• THE REQUEST:
Pull out each line of the items that contains the string "tree". Case matters.

• SUPPLIED INFORMATION:

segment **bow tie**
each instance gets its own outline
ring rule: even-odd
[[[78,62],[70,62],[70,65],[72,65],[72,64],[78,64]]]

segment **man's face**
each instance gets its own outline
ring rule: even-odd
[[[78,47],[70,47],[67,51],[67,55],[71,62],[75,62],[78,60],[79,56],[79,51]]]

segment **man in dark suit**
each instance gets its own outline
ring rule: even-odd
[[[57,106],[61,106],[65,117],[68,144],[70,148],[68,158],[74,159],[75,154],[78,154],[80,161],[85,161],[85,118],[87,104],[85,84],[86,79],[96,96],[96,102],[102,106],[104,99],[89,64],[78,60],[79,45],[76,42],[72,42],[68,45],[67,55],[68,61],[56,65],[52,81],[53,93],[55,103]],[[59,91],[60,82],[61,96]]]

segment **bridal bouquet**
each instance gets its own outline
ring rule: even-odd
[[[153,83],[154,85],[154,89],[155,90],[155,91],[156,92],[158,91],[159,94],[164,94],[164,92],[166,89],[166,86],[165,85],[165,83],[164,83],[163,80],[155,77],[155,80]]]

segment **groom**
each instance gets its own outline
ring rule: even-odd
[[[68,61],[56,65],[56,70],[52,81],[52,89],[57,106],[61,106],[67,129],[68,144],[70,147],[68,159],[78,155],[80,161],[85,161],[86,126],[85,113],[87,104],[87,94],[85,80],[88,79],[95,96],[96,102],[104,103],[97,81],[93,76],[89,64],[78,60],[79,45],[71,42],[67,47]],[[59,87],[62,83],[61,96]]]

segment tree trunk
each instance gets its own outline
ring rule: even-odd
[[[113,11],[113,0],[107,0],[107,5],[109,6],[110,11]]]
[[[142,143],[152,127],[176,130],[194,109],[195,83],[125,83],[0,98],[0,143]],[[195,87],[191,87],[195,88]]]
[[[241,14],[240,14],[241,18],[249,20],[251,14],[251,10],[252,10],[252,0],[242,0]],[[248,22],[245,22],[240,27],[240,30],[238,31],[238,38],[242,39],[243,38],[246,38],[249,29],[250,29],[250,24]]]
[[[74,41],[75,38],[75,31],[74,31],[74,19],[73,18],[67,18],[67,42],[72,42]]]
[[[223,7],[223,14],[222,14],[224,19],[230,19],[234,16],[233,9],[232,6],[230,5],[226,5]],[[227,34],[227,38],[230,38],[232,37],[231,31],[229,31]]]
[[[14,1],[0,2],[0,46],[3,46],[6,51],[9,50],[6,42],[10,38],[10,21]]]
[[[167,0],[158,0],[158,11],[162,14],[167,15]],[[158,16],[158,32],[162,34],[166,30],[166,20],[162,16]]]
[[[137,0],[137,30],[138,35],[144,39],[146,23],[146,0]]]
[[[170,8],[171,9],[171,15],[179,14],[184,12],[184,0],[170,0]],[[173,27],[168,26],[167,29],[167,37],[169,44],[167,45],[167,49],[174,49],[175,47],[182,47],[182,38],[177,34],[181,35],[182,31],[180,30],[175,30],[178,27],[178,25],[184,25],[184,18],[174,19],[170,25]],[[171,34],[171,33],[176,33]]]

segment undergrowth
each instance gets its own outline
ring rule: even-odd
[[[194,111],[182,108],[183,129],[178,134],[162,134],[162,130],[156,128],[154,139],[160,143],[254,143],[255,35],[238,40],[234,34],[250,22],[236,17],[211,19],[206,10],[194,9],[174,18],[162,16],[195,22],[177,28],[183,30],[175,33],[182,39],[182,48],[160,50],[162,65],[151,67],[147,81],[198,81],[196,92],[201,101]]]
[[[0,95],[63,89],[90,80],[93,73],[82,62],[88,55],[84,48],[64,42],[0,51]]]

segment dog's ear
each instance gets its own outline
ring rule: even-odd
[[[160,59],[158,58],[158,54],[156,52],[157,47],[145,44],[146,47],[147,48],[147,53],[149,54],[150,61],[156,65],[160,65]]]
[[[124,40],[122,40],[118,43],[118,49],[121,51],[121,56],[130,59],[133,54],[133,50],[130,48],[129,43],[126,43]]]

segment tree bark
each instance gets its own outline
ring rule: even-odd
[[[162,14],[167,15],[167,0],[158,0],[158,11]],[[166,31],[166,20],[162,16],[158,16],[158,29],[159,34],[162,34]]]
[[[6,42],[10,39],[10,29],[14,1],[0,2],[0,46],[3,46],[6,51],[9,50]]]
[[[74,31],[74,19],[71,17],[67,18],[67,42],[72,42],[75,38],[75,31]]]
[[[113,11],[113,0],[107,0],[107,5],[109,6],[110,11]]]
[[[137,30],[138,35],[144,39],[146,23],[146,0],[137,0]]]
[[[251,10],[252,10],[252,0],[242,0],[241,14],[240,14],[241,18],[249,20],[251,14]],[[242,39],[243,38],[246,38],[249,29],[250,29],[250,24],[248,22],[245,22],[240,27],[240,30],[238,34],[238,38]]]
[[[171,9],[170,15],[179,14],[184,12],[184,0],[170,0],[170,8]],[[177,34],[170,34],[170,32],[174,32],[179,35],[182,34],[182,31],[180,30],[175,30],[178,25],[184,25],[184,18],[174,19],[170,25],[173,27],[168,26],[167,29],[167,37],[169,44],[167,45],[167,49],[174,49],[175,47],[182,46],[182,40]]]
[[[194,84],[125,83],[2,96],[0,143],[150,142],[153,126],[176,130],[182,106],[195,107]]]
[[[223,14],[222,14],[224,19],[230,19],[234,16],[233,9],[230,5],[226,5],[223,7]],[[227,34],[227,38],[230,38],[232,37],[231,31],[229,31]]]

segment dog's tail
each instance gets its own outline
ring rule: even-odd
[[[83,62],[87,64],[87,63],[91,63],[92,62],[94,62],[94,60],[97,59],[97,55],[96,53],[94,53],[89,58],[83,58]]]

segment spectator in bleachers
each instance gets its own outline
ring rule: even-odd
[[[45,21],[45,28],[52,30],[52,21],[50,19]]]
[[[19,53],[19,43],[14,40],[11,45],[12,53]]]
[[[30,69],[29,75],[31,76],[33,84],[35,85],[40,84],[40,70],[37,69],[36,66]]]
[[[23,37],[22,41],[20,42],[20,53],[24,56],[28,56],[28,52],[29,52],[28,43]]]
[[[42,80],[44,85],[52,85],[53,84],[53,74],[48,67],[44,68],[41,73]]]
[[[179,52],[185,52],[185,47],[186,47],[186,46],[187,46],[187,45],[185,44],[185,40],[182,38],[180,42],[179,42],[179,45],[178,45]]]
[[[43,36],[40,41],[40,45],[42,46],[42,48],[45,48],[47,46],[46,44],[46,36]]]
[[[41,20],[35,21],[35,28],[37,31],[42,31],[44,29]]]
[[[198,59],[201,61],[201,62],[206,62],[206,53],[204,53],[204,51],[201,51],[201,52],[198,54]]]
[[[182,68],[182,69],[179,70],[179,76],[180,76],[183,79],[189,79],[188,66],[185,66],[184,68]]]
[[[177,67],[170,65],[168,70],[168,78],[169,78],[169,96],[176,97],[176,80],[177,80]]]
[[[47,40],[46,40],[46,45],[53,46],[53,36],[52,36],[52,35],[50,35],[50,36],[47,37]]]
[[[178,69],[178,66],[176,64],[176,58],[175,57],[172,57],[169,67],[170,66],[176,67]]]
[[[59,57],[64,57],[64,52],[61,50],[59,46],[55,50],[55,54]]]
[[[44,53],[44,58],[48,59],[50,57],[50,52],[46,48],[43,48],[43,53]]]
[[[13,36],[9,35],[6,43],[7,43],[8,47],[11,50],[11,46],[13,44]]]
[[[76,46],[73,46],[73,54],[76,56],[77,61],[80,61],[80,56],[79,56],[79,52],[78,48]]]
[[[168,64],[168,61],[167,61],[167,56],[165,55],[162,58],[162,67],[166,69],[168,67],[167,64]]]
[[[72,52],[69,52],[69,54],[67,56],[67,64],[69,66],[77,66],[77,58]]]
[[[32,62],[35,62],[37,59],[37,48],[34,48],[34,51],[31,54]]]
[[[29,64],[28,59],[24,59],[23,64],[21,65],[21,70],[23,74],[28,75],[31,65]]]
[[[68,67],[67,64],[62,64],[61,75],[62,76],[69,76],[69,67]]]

• TASK OUTPUT:
segment tree trunk
segment tree bark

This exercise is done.